» **Stated task**:
Return every line of the records below that contains the word "dark", copying each such line in full.

» **Material supplied**:
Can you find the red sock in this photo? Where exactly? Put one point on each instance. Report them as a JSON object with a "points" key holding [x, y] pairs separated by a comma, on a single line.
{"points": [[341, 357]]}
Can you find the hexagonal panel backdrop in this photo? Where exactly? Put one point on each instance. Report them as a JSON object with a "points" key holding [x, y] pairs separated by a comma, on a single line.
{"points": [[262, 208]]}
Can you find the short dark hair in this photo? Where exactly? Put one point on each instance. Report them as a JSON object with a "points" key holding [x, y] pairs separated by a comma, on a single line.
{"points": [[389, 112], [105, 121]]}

--

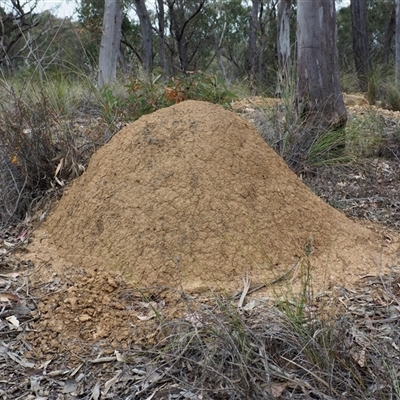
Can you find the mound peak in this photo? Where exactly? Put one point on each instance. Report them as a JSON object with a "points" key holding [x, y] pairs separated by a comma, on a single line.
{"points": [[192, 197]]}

» **Exercise response**:
Can you find the short dark hair in this photo? Where exactly? Put one point on each instance. Report them as a JSON object with a "points" key holding [x, y] pairs separated by a comma, on a single line.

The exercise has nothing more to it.